■ Exercises:
1. In the forum thread on bonus feat granting classes, what kind of campaign is Magonus's boss running?
2. Copy word for word the passage of the forum thread on bonus feat granting classes starting with "Are there any" and going on through "Human Paragon?".

■ Excerpted text:
# Bonus feat granting classes



## Magonus (Dec 20, 2007)

Are there any classes or prestige classes (besides fighter) that grant combat oriented bonus feats?  My boss is currently running a gestalt campaign and I'm attempting to put together a few specific feat trees that will take a rather large number of feats.


----------



## drdevoid (Dec 20, 2007)

*Not a prestige class, but...*

Human Paragon?


----------



## Nifft (Dec 20, 2007)

Psychic Warrior
Monk
Ranger
Warblade

Cleric w/ War Domain (1st level only)
Swashbuckler (1st level only)

 -- N


----------



## Arkhandus (Dec 20, 2007)

Technically, also, the Swordsage and Crusader also get a bonus feat.  Swordsages get Weapon Focus at 1st-level with all weapons connected to the discipline they choose at that level for their discipline focus.  Crusaders get Die Hard sometime around 11th or 13th level, or thereabouts.

■ Material:
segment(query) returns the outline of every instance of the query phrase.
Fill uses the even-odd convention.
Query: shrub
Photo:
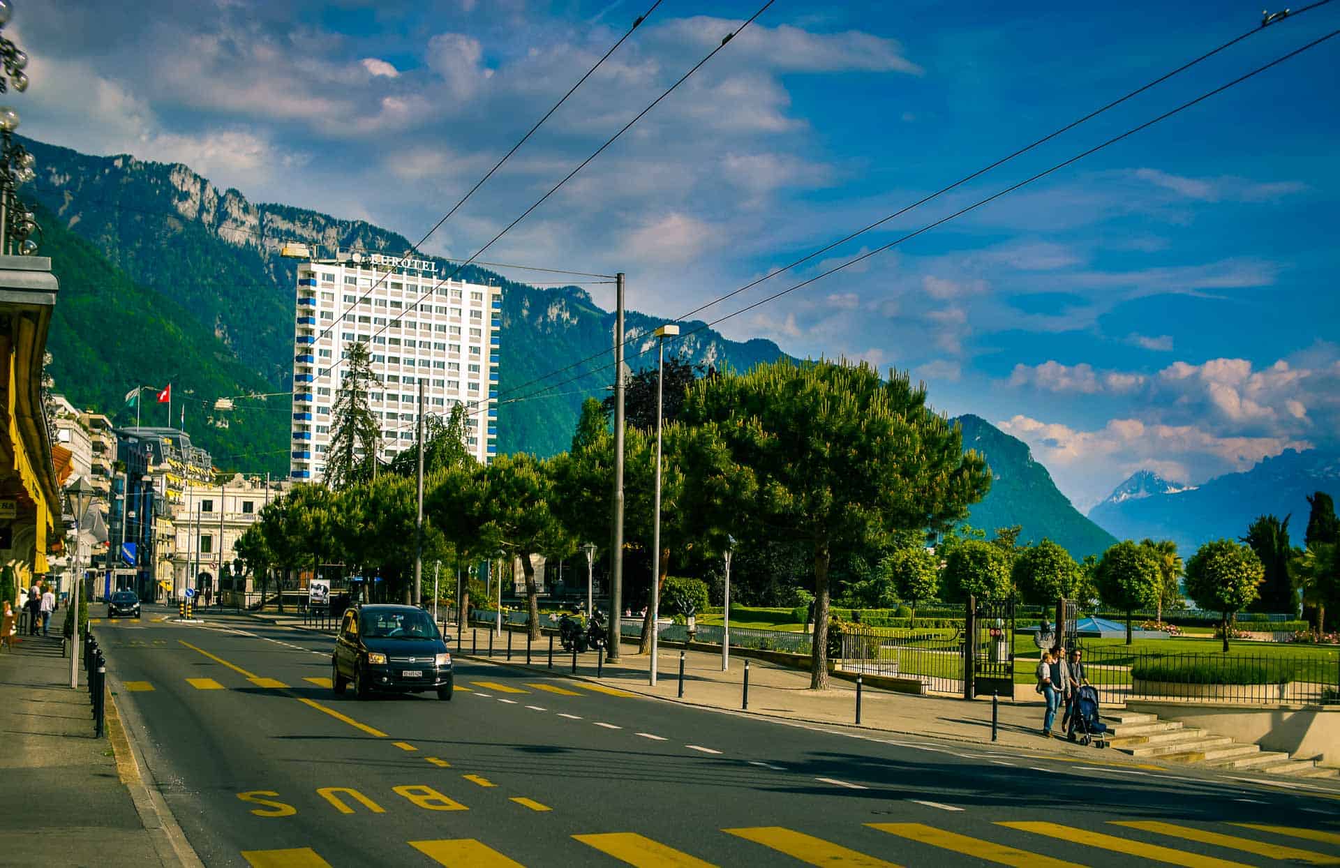
[[[1293,668],[1231,658],[1215,663],[1170,658],[1136,663],[1131,678],[1171,684],[1284,684],[1293,679]]]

■ Written responses:
1. A gestalt campaign.

2.
Are there any classes or prestige classes (besides fighter) that grant combat oriented bonus feats?  My boss is currently running a gestalt campaign and I'm attempting to put together a few specific feat trees that will take a rather large number of feats.


----------



## drdevoid (Dec 20, 2007)

*Not a prestige class, but...*

Human Paragon?